Each of the following records is to be output exactly.

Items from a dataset
══════════════════════════════
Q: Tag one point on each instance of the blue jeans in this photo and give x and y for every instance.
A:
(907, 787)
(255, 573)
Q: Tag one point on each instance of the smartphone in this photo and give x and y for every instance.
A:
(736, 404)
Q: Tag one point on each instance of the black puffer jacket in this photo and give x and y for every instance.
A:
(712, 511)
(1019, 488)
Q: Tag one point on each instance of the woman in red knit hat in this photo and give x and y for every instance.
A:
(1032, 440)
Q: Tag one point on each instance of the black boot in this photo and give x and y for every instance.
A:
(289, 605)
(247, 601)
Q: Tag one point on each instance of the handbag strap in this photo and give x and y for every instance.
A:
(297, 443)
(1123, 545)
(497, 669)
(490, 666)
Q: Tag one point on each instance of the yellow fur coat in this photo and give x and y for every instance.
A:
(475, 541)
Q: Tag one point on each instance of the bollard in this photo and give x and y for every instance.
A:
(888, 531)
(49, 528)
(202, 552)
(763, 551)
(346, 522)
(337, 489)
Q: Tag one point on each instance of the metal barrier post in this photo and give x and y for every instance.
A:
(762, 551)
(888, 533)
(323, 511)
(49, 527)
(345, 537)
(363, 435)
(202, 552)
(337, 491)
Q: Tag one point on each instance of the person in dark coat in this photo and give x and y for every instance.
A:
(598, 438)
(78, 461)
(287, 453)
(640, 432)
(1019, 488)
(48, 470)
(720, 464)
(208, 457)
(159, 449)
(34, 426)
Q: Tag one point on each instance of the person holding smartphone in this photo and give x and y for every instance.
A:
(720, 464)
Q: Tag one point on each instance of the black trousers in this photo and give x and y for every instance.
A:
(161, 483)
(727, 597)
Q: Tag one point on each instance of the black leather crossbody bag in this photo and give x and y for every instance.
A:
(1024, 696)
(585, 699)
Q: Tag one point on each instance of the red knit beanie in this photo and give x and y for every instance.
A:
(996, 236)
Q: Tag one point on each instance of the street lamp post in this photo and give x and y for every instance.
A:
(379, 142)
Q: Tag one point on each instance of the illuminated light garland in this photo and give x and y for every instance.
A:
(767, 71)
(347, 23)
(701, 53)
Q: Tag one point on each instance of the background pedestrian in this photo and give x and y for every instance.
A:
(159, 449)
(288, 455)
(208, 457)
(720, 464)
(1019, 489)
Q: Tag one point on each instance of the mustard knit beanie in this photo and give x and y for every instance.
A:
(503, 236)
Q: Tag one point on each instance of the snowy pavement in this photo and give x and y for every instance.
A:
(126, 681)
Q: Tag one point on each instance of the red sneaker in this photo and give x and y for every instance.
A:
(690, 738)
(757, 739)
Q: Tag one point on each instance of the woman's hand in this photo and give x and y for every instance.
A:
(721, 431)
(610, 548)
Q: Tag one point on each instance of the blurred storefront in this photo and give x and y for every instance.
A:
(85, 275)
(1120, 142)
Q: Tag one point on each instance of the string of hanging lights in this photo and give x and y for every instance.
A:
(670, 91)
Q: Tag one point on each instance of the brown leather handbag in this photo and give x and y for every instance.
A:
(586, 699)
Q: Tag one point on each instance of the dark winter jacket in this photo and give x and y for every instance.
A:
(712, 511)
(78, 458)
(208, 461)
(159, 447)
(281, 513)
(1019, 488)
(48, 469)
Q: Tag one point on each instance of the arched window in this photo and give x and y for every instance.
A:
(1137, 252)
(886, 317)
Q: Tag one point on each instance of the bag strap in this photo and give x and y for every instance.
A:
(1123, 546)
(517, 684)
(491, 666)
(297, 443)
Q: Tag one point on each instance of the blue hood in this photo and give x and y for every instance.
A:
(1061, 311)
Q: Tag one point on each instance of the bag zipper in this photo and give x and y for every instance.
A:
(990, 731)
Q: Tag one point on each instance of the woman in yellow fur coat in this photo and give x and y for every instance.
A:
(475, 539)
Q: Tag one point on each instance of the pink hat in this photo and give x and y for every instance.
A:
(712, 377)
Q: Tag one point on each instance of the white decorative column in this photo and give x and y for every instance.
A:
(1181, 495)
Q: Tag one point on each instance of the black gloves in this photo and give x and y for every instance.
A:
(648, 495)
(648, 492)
══════════════════════════════
▶ Task answer
Q: Tag one point on each instance of the blue jeans in this photo and give x and y for every instance.
A:
(907, 787)
(255, 573)
Q: Tag one point on each instance of the smartphone in this photo and give x and y for every instance.
A:
(736, 404)
Q: Tag one point on each instance of the black puffer jacket in this photo and give x and y for every instance.
A:
(712, 511)
(1019, 488)
Q: Tag one point on each instance of the woman in red knit hat in this photo and give x and y for every instance.
A:
(1032, 440)
Q: Tag one point on each instance of the black boot in this photo and give x and y for every instance.
A:
(289, 605)
(247, 601)
Q: Tag one point on each instance of the handbag strap in this photo and give x and y for every instance.
A:
(297, 443)
(1123, 545)
(497, 669)
(490, 666)
Q: Tag one point on each instance of the yellow fur coat in this photo and give x and y for every instance.
A:
(475, 541)
Q: Tag one point on each instance of the bollard in this photo and give x and y for every instance.
A:
(888, 531)
(49, 528)
(202, 552)
(763, 551)
(346, 522)
(337, 489)
Q: Tag one point on each instance of the metal barrier post in this photo and give x and y for every instance.
A:
(762, 551)
(888, 533)
(323, 511)
(49, 527)
(345, 537)
(363, 435)
(202, 552)
(337, 491)
Q: Tag one point on each instance of the person in dark coat in this photo and give x and y for every instance.
A:
(598, 438)
(78, 461)
(287, 453)
(640, 432)
(1019, 488)
(48, 470)
(720, 464)
(208, 457)
(159, 449)
(34, 426)
Q: Tag one point on each instance of the person holding smartphone in this photo and give x and y for every instance.
A:
(720, 464)
Q: Tag one point on each instance of the black trousers in this photo and give x and y for every instance.
A:
(161, 483)
(727, 597)
Q: Tag one point on each instance of the black leather crossbody bag in this photo and give x and y for every instance.
A:
(1024, 696)
(585, 699)
Q: Tag one point on each instance of the red knit beanie in this photo and give x and y for every instance.
A:
(996, 236)
Q: Tag one point on each instance of the street lamp post in this photo and give x and y for every instance.
A:
(379, 142)
Q: Tag one point on each instance of the illuminated light garland in this photo and give x and y for every instance.
A:
(767, 71)
(347, 23)
(701, 53)
Q: Tag one point on each instance of the background pedestrian in this photo and give x and y for every instance.
A:
(159, 449)
(288, 455)
(208, 457)
(720, 464)
(1019, 489)
Q: Tag one point on each instance of the mustard knit beanie in this photo and give x and y for every instance.
A:
(503, 236)
Q: Tag one point on each instance of the snowy pavement in this photo and give x and y for every instance.
A:
(126, 681)
Q: Tag one point on each instance of the red sneaker in this photo and give x and y for every instance.
A:
(690, 738)
(757, 739)
Q: Tag one point on each instance of the woman's hand in this photo and give x and y for every instance.
A:
(721, 431)
(610, 548)
Q: Tag one point on each instance of the blurred storefront in this photo and give x and y for every instance.
A:
(85, 275)
(1120, 142)
Q: Tag one point on each instance of the string of hanging lights in this photo and give x and y for every instance.
A:
(670, 91)
Q: Tag one point on each instance of the brown leather handbag in this photo and give x and y for every instance.
A:
(586, 699)
Q: Tag one point on each instance of the dark winter jacket in this photo and give x and y for every instance.
A:
(712, 511)
(78, 458)
(208, 461)
(159, 447)
(281, 513)
(1019, 488)
(48, 469)
Q: Tag one point on each instance of the arched window in this photo and give x and y for every instance.
A:
(1137, 252)
(886, 317)
Q: Tag one point on each instance of the bag strap in this photo and give x and y for every instance.
A:
(1123, 546)
(517, 684)
(491, 666)
(297, 443)
Q: Tag one point on each instance of the blue hood in this photo and give x and y for every instance.
A:
(1061, 311)
Q: Tag one point on each instance of the bag zipper in this photo and give x and y for every instance.
A:
(990, 731)
Q: Tag one point on each instance of the woman in yellow fur coat in this photo and give x and y for every instance.
A:
(475, 539)
Q: Tag one point on each instance of the pink hat in this photo and give x and y for every instance.
A:
(712, 377)
Q: Tag one point on each instance of the white decorative column in this photo and give x and y for every instance.
A:
(1181, 495)
Q: Tag one point on each instance of the black gloves in this photo and give x and y for every instance.
A:
(648, 495)
(648, 492)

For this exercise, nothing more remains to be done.